__Directions__. Go through the records and show each line where the word "coaster" occurs.

__The records__.
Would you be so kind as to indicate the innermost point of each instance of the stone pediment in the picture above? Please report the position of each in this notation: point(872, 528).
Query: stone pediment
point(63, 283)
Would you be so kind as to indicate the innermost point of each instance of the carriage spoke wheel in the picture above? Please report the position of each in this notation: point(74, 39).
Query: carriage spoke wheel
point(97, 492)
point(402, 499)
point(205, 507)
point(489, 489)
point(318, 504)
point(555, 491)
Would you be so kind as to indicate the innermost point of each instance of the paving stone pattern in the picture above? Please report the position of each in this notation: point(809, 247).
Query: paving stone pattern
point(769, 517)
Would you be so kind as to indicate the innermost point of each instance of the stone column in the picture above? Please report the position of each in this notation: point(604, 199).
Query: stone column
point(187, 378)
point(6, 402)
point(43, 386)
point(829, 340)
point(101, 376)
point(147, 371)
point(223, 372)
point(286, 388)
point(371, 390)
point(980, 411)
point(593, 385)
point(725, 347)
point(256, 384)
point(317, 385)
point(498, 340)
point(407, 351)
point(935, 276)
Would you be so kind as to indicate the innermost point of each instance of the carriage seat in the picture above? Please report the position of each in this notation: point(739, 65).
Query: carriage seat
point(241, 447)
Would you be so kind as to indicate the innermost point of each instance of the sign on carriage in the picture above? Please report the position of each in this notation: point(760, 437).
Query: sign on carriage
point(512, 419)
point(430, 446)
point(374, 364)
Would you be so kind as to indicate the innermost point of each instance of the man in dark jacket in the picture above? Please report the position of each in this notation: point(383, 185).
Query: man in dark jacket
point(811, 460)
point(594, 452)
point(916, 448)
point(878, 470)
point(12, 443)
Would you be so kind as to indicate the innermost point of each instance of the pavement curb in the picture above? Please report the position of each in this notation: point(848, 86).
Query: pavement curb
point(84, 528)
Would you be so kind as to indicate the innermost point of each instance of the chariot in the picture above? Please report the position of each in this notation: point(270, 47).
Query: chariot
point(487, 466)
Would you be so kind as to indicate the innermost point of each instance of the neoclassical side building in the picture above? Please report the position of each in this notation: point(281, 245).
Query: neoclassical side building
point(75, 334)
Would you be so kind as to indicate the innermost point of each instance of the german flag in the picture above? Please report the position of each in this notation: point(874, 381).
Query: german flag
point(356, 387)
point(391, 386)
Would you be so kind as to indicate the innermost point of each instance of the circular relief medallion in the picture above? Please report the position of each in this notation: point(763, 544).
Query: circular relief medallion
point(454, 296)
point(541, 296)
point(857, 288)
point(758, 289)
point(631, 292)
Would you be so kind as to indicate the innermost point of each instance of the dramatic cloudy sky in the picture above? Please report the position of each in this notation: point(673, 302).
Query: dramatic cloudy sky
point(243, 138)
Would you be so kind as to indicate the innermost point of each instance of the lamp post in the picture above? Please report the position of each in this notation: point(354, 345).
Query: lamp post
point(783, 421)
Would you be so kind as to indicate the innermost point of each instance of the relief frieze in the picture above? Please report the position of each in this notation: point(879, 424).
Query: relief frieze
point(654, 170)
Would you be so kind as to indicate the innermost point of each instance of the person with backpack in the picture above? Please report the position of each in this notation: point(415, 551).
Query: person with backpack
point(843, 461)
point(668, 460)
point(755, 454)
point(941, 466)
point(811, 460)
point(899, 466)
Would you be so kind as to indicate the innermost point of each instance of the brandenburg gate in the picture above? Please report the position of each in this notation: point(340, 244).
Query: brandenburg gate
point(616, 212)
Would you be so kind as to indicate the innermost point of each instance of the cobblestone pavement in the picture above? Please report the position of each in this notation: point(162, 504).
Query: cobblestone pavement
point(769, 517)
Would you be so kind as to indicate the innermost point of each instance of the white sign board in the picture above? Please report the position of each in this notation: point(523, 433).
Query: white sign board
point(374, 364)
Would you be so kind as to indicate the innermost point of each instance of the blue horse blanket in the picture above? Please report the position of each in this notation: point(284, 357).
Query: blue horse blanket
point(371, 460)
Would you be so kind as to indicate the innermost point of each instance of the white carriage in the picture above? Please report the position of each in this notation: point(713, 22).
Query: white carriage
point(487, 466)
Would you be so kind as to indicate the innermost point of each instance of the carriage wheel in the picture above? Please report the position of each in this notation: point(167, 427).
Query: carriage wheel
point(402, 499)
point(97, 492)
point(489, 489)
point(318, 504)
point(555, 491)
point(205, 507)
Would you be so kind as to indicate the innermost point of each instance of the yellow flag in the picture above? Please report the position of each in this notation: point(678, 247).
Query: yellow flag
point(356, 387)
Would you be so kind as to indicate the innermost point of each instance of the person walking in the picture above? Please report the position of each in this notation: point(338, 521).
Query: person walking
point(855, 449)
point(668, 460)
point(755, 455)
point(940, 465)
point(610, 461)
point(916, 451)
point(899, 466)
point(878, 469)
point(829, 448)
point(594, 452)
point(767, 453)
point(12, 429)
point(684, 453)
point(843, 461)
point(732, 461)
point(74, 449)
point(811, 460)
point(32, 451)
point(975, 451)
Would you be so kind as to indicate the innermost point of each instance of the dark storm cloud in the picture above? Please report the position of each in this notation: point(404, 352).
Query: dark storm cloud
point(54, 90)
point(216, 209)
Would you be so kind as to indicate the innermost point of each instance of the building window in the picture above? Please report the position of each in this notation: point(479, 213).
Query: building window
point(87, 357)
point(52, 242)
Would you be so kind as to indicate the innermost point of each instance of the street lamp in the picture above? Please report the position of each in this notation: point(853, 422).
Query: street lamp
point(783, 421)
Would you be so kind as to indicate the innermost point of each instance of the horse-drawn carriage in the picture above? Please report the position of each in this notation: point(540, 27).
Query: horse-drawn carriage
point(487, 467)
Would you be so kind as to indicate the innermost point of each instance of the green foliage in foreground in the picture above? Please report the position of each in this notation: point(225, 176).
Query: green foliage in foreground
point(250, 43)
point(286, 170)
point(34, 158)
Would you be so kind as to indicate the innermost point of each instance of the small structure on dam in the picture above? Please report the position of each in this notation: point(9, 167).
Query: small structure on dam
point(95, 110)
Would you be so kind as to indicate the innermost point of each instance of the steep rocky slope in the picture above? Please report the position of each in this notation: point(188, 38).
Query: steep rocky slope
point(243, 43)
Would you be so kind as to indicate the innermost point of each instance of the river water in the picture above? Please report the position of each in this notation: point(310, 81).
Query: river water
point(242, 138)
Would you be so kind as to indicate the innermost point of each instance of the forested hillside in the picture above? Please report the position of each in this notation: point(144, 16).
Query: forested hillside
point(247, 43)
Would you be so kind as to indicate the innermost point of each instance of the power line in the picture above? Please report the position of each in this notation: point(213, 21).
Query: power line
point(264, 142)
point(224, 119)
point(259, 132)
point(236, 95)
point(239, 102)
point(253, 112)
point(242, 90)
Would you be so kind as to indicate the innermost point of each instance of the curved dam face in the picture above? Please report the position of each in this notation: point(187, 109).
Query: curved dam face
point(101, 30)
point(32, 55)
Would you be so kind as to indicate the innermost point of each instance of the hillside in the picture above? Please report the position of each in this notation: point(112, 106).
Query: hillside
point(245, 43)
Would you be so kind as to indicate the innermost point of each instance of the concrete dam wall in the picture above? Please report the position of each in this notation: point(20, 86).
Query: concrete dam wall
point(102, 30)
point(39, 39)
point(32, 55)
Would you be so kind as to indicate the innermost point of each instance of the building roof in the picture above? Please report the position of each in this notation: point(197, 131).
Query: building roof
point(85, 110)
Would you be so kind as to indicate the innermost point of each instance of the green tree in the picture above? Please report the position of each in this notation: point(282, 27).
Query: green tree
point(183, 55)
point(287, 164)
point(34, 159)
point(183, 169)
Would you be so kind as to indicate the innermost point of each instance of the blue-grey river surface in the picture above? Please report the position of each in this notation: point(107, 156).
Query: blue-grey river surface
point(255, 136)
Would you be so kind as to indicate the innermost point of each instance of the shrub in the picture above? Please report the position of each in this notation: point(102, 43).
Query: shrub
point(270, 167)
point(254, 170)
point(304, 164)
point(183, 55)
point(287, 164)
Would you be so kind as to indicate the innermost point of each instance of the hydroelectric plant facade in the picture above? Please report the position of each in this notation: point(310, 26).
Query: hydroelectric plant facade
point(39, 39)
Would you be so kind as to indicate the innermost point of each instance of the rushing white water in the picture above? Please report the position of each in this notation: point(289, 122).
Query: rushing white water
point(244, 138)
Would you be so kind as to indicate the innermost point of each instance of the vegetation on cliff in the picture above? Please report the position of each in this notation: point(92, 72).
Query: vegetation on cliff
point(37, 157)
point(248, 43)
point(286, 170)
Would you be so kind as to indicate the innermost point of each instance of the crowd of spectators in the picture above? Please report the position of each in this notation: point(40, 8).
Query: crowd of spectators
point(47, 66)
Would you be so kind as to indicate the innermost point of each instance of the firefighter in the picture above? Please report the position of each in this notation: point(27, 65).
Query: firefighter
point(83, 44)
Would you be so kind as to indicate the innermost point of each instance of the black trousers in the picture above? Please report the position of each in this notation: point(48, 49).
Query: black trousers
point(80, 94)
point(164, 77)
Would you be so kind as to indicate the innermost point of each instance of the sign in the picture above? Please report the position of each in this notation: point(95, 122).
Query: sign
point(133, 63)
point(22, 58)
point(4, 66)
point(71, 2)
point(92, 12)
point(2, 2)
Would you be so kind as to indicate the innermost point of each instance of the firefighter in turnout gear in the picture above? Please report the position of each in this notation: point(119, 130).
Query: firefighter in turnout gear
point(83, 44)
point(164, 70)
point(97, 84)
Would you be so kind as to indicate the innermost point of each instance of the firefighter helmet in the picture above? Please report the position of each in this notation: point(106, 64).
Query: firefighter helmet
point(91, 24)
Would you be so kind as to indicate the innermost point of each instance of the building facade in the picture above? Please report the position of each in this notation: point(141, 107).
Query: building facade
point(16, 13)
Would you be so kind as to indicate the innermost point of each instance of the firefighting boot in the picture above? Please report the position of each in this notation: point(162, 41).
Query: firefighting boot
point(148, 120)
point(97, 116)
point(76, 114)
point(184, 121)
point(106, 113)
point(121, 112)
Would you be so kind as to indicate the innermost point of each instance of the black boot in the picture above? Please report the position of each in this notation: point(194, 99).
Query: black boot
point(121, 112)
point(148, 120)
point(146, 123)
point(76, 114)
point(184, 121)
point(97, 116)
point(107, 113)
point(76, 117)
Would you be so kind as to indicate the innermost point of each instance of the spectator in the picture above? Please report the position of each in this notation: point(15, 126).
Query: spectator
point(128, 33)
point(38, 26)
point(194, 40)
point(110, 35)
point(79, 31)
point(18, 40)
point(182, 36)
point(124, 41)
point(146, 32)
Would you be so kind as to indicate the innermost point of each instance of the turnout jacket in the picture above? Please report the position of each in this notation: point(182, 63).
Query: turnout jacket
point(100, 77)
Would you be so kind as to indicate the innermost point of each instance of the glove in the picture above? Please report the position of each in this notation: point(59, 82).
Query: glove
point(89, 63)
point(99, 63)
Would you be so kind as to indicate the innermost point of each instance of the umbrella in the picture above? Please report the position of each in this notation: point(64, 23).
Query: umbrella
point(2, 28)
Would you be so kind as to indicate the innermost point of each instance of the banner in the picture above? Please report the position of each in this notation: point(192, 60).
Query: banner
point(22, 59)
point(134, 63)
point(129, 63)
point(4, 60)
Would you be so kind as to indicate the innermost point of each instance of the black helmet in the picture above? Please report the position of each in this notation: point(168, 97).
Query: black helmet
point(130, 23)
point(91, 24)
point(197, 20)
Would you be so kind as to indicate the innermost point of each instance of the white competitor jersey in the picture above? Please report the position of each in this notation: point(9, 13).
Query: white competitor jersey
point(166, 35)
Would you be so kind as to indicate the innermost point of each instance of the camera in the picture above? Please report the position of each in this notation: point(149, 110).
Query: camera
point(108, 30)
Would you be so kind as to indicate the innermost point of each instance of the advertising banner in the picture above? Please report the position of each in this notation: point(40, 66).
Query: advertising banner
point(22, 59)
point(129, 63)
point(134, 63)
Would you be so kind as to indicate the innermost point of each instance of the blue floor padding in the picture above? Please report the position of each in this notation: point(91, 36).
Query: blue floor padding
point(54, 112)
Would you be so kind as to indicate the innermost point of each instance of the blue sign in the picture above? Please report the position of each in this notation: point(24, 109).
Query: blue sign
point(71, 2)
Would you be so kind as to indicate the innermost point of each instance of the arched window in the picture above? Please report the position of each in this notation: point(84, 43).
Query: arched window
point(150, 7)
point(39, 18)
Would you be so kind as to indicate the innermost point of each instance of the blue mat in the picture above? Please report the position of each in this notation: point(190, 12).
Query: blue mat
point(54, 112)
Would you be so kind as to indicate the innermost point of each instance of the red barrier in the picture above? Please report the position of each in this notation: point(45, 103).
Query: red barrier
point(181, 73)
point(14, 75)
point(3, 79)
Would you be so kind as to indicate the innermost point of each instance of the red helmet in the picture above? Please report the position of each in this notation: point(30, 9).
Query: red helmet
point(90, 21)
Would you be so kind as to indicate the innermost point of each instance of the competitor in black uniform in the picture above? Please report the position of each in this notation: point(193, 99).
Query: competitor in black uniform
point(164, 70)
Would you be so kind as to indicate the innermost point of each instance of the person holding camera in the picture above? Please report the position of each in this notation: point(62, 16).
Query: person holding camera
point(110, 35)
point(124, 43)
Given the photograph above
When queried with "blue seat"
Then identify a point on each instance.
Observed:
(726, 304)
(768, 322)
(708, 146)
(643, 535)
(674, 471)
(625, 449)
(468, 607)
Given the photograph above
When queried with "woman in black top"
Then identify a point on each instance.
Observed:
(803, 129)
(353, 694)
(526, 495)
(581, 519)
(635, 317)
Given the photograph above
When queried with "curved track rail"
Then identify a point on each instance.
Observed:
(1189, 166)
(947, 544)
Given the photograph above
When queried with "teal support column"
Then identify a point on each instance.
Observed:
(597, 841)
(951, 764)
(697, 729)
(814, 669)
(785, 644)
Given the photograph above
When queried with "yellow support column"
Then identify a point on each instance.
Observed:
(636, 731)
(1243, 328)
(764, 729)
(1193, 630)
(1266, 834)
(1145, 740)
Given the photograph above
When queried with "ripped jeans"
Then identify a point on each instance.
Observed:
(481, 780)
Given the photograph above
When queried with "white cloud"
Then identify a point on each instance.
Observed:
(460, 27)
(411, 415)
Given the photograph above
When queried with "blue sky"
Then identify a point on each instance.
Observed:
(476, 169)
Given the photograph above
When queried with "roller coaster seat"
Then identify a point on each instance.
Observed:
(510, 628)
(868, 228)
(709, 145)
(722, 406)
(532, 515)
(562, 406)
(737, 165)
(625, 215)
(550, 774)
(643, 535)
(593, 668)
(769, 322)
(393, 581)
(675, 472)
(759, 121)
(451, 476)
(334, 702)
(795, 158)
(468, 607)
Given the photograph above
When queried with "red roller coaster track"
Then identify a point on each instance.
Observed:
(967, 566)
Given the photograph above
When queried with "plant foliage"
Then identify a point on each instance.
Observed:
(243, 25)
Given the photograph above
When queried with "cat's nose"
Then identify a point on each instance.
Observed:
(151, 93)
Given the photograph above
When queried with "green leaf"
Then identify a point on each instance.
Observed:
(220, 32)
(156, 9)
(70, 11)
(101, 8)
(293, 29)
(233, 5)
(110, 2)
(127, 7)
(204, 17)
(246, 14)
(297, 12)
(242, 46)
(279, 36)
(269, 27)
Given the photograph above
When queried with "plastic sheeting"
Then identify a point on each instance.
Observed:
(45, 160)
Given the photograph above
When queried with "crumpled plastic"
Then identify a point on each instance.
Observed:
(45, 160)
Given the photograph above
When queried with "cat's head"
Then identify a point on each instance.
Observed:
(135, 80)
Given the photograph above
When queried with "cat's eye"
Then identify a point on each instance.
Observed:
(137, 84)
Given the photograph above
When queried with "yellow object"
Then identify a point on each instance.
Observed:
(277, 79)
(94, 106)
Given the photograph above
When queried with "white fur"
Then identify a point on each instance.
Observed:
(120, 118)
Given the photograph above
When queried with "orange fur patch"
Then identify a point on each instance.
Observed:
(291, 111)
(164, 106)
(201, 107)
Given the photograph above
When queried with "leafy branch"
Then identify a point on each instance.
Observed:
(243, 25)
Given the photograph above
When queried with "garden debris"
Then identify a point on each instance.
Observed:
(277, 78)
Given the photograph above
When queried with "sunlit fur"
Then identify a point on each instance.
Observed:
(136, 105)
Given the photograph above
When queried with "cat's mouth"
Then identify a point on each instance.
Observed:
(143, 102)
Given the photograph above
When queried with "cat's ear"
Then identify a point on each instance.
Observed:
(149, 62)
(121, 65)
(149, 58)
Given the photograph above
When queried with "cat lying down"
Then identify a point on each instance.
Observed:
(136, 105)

__Answer__.
When queried with "roller coaster seat"
When queried with "red roller coaster track"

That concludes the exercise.